* **SHORT EXERCISE**
Extract every line below, verbatim.

[start of GIVEN DATA]

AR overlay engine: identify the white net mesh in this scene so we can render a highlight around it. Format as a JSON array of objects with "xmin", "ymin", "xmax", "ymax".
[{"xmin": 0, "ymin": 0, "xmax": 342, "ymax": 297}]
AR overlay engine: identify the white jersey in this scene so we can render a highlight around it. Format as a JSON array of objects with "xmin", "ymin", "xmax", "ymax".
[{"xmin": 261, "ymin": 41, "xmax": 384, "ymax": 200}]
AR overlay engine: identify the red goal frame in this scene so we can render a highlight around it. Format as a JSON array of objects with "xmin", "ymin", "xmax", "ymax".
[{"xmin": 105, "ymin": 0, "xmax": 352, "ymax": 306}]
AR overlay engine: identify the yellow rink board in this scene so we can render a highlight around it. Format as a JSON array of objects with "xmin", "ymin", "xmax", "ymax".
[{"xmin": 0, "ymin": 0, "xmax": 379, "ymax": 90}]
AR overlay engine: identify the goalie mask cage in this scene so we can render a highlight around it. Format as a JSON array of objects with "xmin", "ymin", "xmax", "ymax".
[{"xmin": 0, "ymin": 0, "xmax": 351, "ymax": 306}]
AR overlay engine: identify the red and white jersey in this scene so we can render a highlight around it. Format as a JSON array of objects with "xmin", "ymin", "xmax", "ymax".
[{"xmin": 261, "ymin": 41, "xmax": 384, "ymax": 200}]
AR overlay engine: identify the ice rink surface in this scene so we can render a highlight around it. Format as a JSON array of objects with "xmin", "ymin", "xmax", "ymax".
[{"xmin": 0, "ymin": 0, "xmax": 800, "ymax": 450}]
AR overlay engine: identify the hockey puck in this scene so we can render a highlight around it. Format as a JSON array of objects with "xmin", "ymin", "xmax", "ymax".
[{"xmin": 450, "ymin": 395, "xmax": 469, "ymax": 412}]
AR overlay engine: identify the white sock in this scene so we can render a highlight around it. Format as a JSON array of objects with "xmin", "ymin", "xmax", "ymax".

[end of GIVEN DATA]

* **ANSWER IN FULL**
AR overlay engine: identify the white net mesh in this scene so we can render a highlight around it. Format as a JSON array of objects with "xmin", "ymin", "xmax", "ymax".
[{"xmin": 0, "ymin": 0, "xmax": 342, "ymax": 297}]
AR overlay engine: identify the white jersey in this scene so we can render a highlight around it. Format as a JSON array of objects with "xmin", "ymin", "xmax", "ymax".
[{"xmin": 261, "ymin": 41, "xmax": 384, "ymax": 200}]
AR overlay engine: identify the red goal frame in this scene so we can render a highlight around it. Format as a JSON array of objects with "xmin", "ymin", "xmax", "ymax".
[{"xmin": 105, "ymin": 0, "xmax": 352, "ymax": 306}]
AR overlay engine: identify the yellow rink board in this scene so we can render a highlight around it. Format as a JSON array of objects with "xmin", "ymin", "xmax", "ymax".
[{"xmin": 0, "ymin": 0, "xmax": 379, "ymax": 90}]
AR overlay engine: identify the goalie mask cage in this scene so we can render a highlight around it. Format as a JSON array of objects with "xmin", "ymin", "xmax", "ymax".
[{"xmin": 0, "ymin": 0, "xmax": 351, "ymax": 306}]
AR overlay engine: identify the red and white jersey in this scene so we can render a highlight around it. Format as a JSON array of objects with "xmin", "ymin", "xmax", "ymax".
[{"xmin": 261, "ymin": 41, "xmax": 384, "ymax": 200}]
AR overlay engine: identify the ice rink surface in this scene so we can render a highlight around it. Format as a JSON array of objects with "xmin", "ymin", "xmax", "ymax".
[{"xmin": 0, "ymin": 0, "xmax": 800, "ymax": 450}]
AR overlay engine: identify the hockey puck in this scene so we can render a highlight around it. Format as a JSON array of objects with "xmin", "ymin", "xmax", "ymax".
[{"xmin": 450, "ymin": 395, "xmax": 469, "ymax": 412}]
AR overlay engine: identify the white sock in this scene so we can render a highlight around it. Format as a JSON array of objects with "xmin", "ymin", "xmax", "ymax".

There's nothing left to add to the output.